[Image entries for named regions]

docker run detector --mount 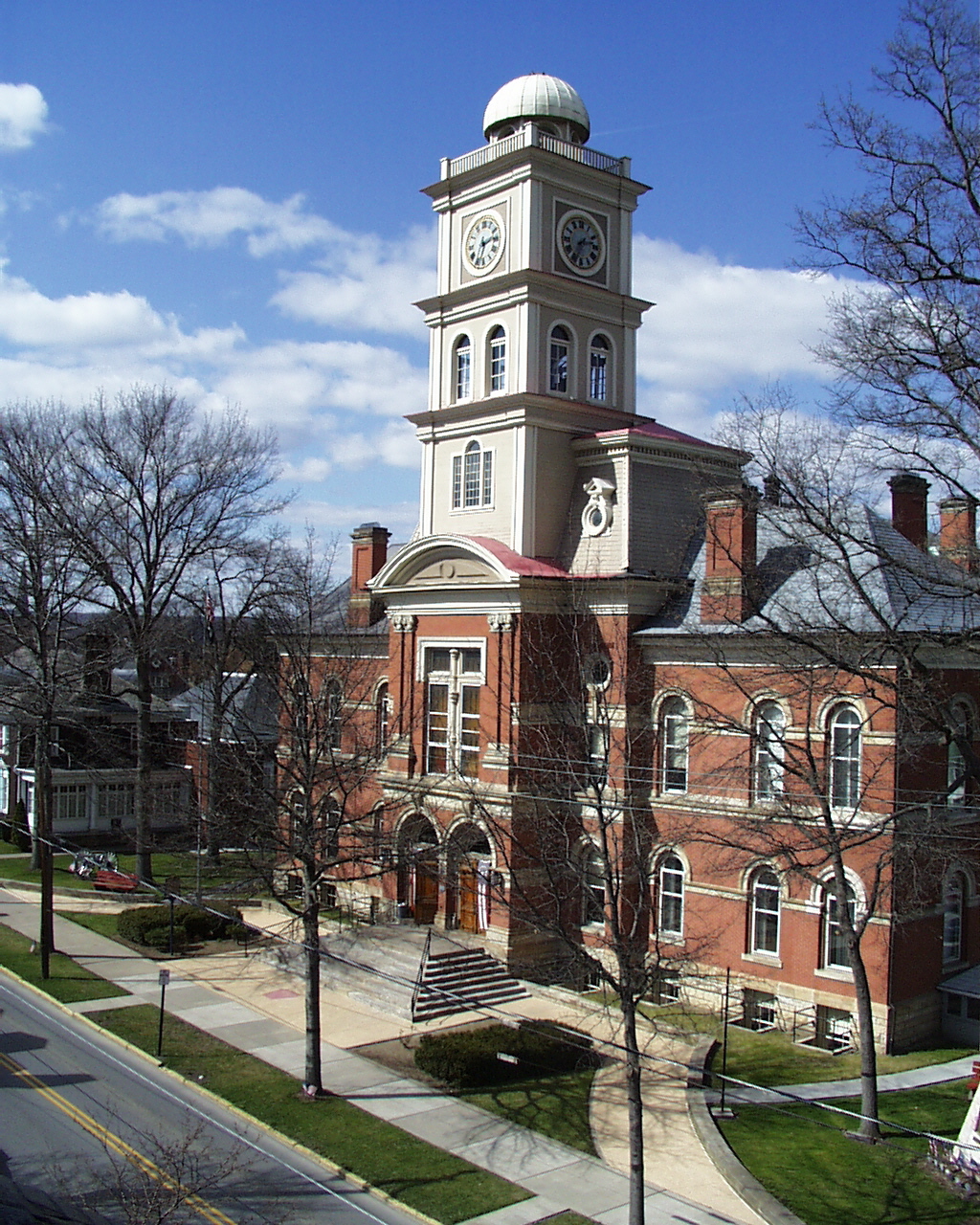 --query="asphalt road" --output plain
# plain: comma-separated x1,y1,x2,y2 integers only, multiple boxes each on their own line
0,975,429,1225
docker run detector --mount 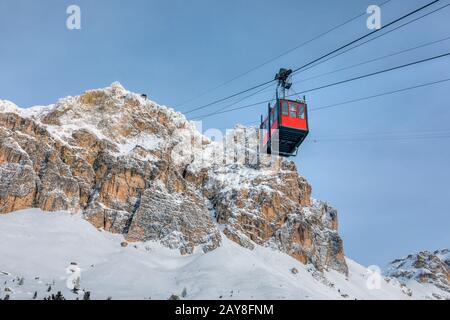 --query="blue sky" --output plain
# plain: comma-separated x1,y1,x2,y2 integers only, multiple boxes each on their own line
0,0,450,265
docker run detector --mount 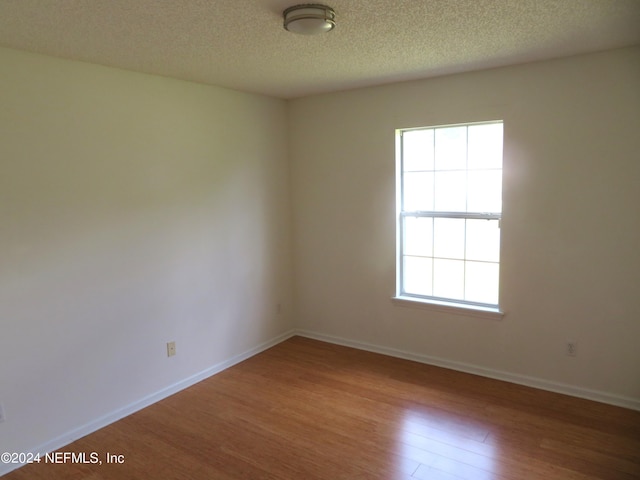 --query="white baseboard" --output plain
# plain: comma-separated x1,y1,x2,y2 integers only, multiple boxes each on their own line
0,330,295,477
296,330,640,411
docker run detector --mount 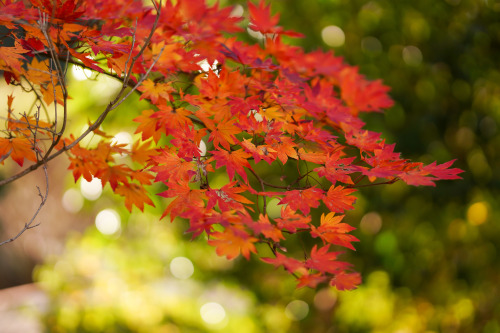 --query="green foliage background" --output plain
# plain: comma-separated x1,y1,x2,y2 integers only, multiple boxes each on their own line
35,0,500,333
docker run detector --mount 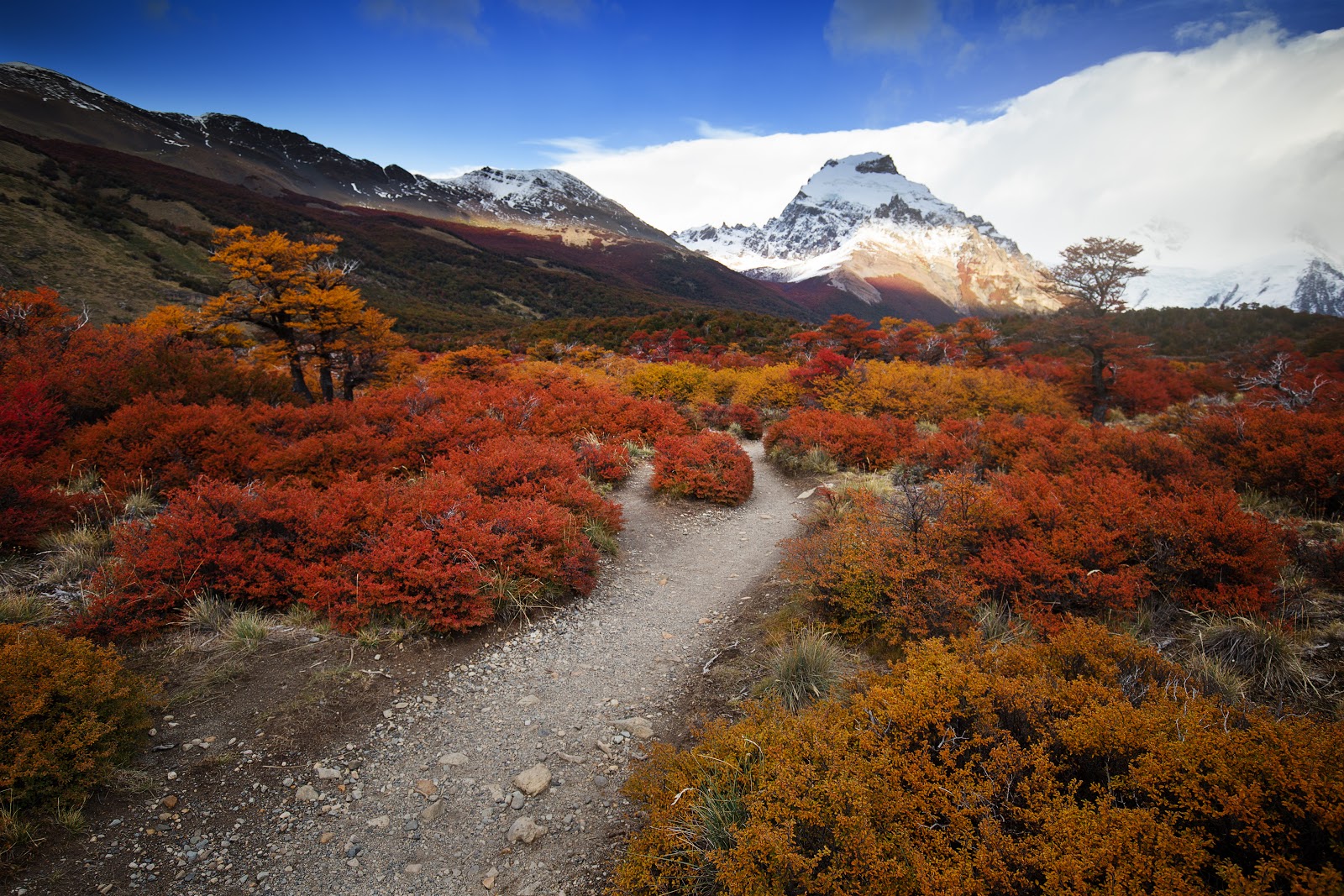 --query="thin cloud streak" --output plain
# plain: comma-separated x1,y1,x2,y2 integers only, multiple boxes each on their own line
553,23,1344,267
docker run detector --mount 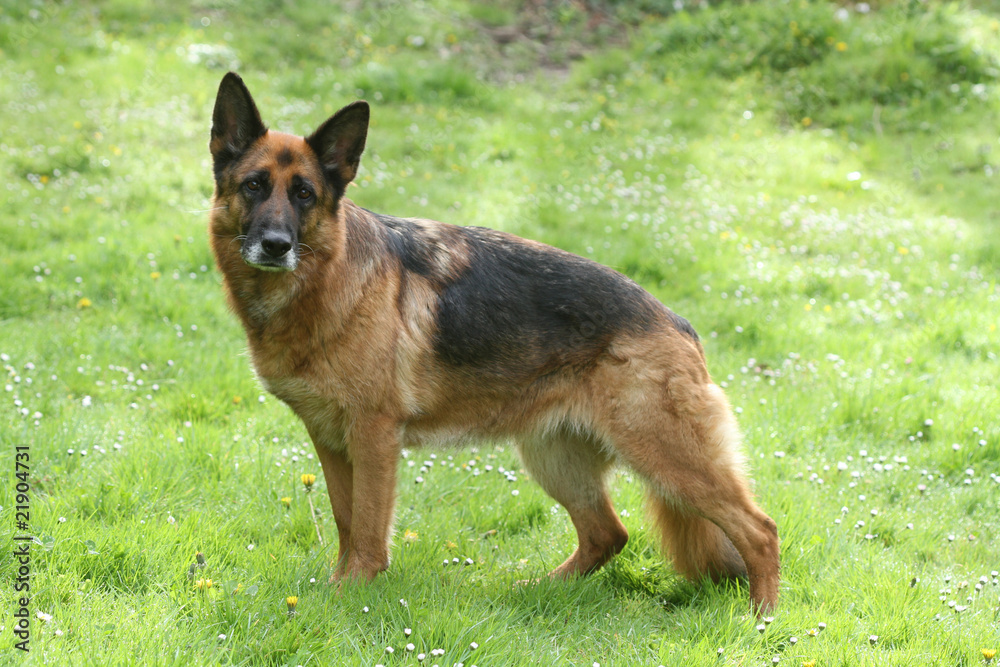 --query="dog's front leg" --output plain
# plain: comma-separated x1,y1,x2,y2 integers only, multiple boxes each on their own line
343,417,399,580
314,440,354,582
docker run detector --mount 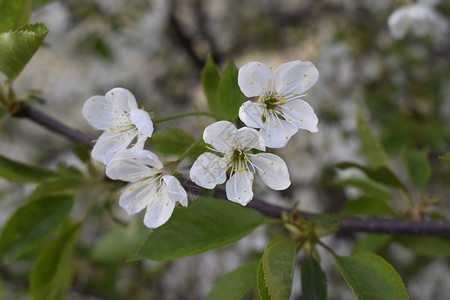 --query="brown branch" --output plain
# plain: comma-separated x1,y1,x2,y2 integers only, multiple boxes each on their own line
10,104,450,236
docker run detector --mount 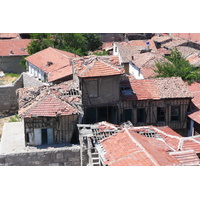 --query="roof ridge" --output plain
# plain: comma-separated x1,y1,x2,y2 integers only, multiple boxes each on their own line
23,93,50,115
107,149,143,165
49,47,72,59
124,128,159,166
99,58,120,72
80,57,96,76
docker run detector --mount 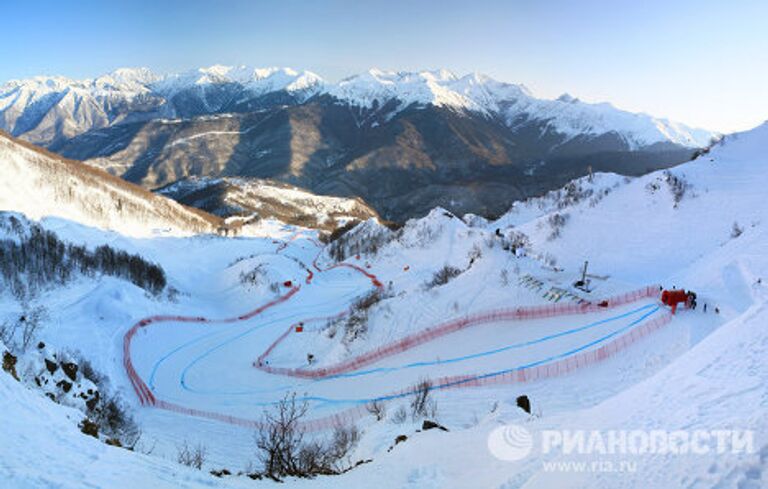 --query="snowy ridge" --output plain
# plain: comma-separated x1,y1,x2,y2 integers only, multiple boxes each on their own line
0,65,716,150
0,133,219,236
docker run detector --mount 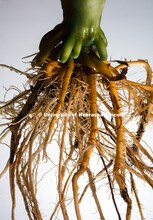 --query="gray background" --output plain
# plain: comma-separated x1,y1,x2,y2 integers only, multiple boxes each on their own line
0,0,153,220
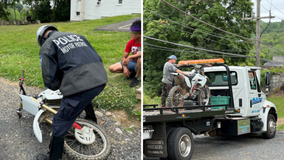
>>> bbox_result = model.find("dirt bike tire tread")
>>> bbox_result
[64,118,111,160]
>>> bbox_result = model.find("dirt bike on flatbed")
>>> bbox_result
[17,70,111,160]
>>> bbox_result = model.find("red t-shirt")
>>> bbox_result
[125,39,141,62]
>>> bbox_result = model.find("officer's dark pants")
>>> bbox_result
[161,83,172,107]
[49,84,105,160]
[52,84,105,137]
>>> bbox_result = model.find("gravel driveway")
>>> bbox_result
[0,78,141,160]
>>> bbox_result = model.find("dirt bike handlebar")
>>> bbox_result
[20,70,25,84]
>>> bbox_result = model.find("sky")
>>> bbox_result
[251,0,284,22]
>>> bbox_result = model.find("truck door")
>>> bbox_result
[247,71,262,116]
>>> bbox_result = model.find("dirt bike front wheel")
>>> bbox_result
[197,85,211,106]
[167,86,184,107]
[64,118,111,160]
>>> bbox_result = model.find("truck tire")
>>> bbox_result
[262,114,276,139]
[167,127,194,160]
[167,86,184,107]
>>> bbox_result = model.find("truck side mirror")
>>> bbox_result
[265,72,270,92]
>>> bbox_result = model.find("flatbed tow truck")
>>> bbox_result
[143,59,277,160]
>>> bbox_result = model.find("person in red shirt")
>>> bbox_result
[109,20,141,87]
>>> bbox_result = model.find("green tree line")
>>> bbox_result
[143,0,255,97]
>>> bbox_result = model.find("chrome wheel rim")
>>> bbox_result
[268,119,276,134]
[179,134,191,157]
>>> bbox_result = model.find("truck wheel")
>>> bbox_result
[262,114,276,139]
[168,127,194,160]
[167,86,184,107]
[198,85,210,106]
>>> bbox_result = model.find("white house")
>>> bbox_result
[70,0,141,21]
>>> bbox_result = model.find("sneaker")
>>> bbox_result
[128,71,136,79]
[129,77,139,87]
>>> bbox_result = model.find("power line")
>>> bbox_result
[260,5,283,20]
[143,7,253,44]
[161,0,284,52]
[143,36,282,62]
[143,36,255,58]
[145,17,255,53]
[267,0,284,15]
[144,42,231,57]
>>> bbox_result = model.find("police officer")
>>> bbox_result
[36,25,107,160]
[161,55,190,107]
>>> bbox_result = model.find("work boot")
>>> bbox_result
[36,154,49,160]
[49,136,64,160]
[84,102,97,123]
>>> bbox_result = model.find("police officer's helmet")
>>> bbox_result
[36,25,58,47]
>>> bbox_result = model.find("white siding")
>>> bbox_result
[70,0,141,21]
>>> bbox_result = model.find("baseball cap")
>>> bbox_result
[168,55,177,60]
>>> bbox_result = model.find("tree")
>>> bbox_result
[23,0,71,22]
[52,0,71,21]
[143,0,253,96]
[0,0,19,20]
[15,3,24,12]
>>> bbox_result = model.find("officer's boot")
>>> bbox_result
[49,136,64,160]
[84,102,97,123]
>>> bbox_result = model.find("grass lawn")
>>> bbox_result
[0,15,141,115]
[267,96,284,131]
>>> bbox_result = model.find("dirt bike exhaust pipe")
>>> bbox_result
[31,97,82,130]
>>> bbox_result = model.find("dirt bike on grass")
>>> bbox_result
[17,70,111,160]
[167,65,210,107]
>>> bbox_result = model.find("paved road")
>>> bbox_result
[144,131,284,160]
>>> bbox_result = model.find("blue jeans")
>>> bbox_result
[120,59,137,72]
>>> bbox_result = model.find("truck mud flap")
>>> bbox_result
[143,123,168,158]
[33,109,45,143]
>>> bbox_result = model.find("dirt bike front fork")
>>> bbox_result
[17,102,23,119]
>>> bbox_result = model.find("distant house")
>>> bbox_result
[70,0,141,21]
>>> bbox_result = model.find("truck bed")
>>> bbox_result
[143,101,235,123]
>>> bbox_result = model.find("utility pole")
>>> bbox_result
[243,0,275,67]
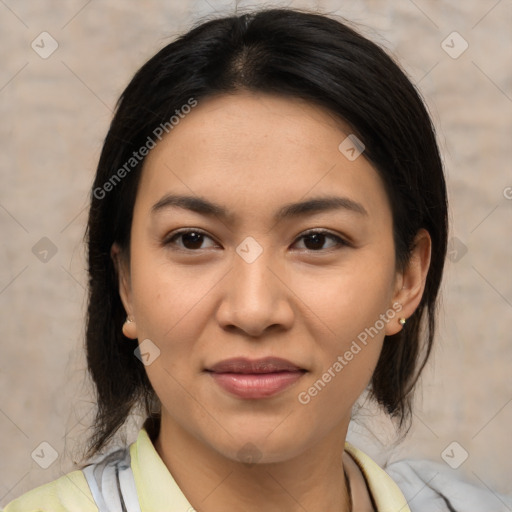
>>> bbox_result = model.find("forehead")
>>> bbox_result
[137,92,388,224]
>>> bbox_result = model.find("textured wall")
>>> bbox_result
[0,0,512,503]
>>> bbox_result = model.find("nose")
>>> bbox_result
[216,246,294,337]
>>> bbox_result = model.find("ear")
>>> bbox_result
[385,228,432,336]
[110,243,137,339]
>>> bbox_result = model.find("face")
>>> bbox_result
[114,93,428,462]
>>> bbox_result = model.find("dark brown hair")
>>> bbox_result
[82,9,447,455]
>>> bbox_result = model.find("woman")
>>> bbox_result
[5,5,504,512]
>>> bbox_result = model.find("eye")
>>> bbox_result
[292,230,349,252]
[164,228,350,252]
[164,229,218,251]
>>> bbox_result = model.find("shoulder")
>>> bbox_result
[3,470,98,512]
[384,459,512,512]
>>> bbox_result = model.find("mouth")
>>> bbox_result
[206,357,307,399]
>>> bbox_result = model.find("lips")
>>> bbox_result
[207,357,306,399]
[208,357,302,373]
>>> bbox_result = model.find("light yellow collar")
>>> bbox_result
[130,428,411,512]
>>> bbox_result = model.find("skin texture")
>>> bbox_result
[112,92,430,512]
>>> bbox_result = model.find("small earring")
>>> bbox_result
[122,316,135,339]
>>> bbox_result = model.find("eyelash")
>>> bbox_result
[163,228,351,253]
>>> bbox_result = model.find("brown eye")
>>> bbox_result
[164,229,217,251]
[292,231,349,252]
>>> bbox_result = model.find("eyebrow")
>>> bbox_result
[151,194,368,222]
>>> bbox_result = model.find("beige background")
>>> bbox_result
[0,0,512,504]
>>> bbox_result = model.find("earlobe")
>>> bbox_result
[386,229,432,336]
[110,243,137,339]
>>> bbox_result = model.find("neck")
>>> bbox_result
[154,416,350,512]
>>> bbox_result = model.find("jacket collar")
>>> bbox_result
[130,428,411,512]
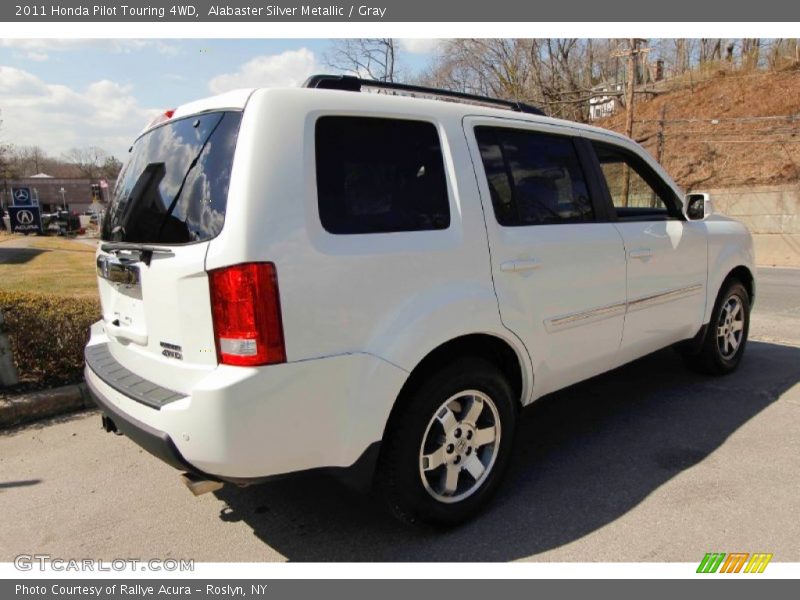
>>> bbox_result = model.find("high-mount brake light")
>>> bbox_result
[208,262,286,367]
[145,108,180,129]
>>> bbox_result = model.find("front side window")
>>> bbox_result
[475,127,594,227]
[315,116,450,234]
[592,142,678,219]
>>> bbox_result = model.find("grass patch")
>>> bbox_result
[0,236,98,298]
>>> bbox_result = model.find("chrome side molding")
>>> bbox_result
[544,283,704,333]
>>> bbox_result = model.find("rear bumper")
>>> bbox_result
[86,377,207,476]
[84,335,407,483]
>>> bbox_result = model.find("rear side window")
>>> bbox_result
[475,127,594,227]
[102,112,241,244]
[316,116,450,234]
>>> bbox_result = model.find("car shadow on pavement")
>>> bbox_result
[216,341,800,561]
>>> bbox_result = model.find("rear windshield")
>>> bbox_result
[102,111,241,244]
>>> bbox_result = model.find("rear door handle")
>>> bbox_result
[500,258,542,273]
[628,248,653,259]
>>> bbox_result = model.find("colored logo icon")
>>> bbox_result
[17,210,33,225]
[697,552,772,573]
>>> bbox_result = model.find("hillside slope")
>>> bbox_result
[596,67,800,190]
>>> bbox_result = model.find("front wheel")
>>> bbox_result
[685,279,750,375]
[377,358,516,525]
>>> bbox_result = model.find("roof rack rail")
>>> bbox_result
[302,75,545,116]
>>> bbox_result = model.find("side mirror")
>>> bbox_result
[684,193,714,221]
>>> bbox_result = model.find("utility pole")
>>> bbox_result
[611,38,650,206]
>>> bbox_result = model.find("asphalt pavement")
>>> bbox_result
[0,269,800,562]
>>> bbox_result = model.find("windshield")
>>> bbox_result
[102,111,241,244]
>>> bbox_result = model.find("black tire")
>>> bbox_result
[376,358,517,526]
[684,278,750,375]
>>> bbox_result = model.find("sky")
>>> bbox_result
[0,38,438,161]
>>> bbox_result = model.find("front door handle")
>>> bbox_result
[628,248,653,259]
[500,258,542,273]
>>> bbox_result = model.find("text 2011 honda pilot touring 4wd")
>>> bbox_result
[86,76,755,523]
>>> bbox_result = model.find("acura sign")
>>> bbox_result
[8,206,42,233]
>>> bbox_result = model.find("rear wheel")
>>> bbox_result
[684,279,750,375]
[377,358,516,525]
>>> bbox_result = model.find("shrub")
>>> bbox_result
[0,291,100,386]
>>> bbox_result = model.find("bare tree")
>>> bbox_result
[742,38,761,69]
[64,146,108,179]
[325,38,397,81]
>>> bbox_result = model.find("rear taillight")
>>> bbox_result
[208,263,286,367]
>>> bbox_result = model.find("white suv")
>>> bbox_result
[86,76,755,523]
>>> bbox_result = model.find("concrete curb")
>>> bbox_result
[0,383,96,429]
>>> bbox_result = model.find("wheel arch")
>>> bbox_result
[384,333,533,436]
[717,265,756,308]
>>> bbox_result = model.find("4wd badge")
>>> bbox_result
[159,342,183,360]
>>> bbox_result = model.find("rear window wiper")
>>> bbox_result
[100,242,175,267]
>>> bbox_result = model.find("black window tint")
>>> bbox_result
[475,127,594,226]
[592,142,680,219]
[102,112,241,244]
[316,117,450,234]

**Exercise details**
Gather every line in the rows above that contains the string "collar" and copy each of those lines in full. Case counts.

**Answer to this problem**
>>> bbox_result = model.find("light yellow collar")
>>> bbox_result = model.find("jacket collar")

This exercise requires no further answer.